Revenons finalement à Bizot, je préfère encore son rictus déconvenu de celui à qui on ne la fait pas, ses bras qui sont comme ils sont, des calissons d'Aix, ses cheveux à la mords-moi-le-noeud, mais qu'il ne se fiche pas le doigt dans le nez, les enfants n'aiment pas, ça ne fait ni punk, ni underground, ça fait vieux con. Pourquoi n'essaie-t'il pas l'ivrognerie, puisqu'il veut écrire? Duras buvait parce que Dieu, soi disant, près de Trouville, n'existait pas ou plus après les âges révolus du Gange. Duras ne se fichait pas l'index dans le nez ou l'oreille, elle avait Yann Andréa qui l'aurait rappelée à l'ordre. Plus personne ne lit quatre pages, dit Bizot. De qui parle-t'il? Je connais quelqu'un qui a lu un livre, une biographie sur Rimbaud, plus de1000 pages remarquables, à l'entendre, dans un hamac, et ne s'en est pas mal porté. Il est revenu très bronzé de sa lecture.

----

[Consignes de l'exercice]:
a - Répondez à ces questions sur le texte sur Bizot :
(i) Selon Bizot, combien de pages plus personne ne lit-il ?
(ii) Qui aurait rappelé Duras à l'ordre ?
(iii) Dans quoi la personne a-t-elle lu la biographie sur Rimbaud ?
b - Recopiez le passage du texte sur Bizot qui commence par « Revenons finalement à » et se poursuit jusqu'à « de sa lecture. ».
c - Poursuivez le texte sur Bizot à la suite de sa dernière phrase.

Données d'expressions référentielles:

----

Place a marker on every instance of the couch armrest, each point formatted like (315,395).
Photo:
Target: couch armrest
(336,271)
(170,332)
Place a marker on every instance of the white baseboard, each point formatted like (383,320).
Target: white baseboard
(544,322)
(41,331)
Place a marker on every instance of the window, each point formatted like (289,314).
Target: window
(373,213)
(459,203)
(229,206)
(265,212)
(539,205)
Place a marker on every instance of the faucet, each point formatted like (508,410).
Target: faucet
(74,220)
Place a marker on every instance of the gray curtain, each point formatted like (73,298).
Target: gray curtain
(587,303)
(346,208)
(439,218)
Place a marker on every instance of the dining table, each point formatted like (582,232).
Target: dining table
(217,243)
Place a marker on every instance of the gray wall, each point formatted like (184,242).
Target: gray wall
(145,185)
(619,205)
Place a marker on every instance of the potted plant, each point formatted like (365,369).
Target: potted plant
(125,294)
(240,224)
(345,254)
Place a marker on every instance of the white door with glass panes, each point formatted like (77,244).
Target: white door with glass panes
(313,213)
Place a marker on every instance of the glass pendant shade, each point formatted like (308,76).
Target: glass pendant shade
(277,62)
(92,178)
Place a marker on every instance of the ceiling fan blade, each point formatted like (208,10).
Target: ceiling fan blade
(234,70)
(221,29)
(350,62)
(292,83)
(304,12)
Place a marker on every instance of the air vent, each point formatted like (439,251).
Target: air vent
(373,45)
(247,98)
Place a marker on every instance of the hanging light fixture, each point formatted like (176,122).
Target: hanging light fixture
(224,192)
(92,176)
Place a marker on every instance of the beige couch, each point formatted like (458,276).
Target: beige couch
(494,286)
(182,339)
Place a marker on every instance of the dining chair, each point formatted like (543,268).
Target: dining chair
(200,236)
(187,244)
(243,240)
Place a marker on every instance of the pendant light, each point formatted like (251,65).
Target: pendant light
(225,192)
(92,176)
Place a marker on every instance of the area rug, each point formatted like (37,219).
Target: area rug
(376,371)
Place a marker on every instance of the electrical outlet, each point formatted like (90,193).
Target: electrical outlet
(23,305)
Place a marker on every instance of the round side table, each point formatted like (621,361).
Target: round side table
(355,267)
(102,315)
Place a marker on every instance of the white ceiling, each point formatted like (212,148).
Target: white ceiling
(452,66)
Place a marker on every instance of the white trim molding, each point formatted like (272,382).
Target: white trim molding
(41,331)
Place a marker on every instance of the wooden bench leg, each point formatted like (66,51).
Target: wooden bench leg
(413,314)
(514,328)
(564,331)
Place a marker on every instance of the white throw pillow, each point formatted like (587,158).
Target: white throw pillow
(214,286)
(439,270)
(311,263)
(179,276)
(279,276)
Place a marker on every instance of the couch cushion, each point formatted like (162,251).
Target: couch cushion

----

[Réponses]:
a -
(i) Quatre pages.
(ii) Yann Andréa.
(iii) Dans un hamac.

b -
Revenons finalement à Bizot, je préfère encore son rictus déconvenu de celui à qui on ne la fait pas, ses bras qui sont comme ils sont, des calissons d'Aix, ses cheveux à la mords-moi-le-noeud, mais qu'il ne se fiche pas le doigt dans le nez, les enfants n'aiment pas, ça ne fait ni punk, ni underground, ça fait vieux con. Pourquoi n'essaie-t'il pas l'ivrognerie, puisqu'il veut écrire? Duras buvait parce que Dieu, soi disant, près de Trouville, n'existait pas ou plus après les âges révolus du Gange. Duras ne se fichait pas l'index dans le nez ou l'oreille, elle avait Yann Andréa qui l'aurait rappelée à l'ordre. Plus personne ne lit quatre pages, dit Bizot. De qui parle-t'il? Je connais quelqu'un qui a lu un livre, une biographie sur Rimbaud, plus de1000 pages remarquables, à l'entendre, dans un hamac, et ne s'en est pas mal porté. Il est revenu très bronzé de sa lecture.

c -
Alexandre Adler, par exemple, peut-on l'imaginer une seconde relooké par Cémonchoix? Impossible. Sa pensée, son front vaste d'historien télévisuel porte l'ensemble de son corps et l'installe là; enrobé d'un gilet de velours, l'oeil de lynx, calé dans le fauteuil crapaud, entre les certitudes de l'intelligence et les approximations de la vie sur-exhibée à la TV.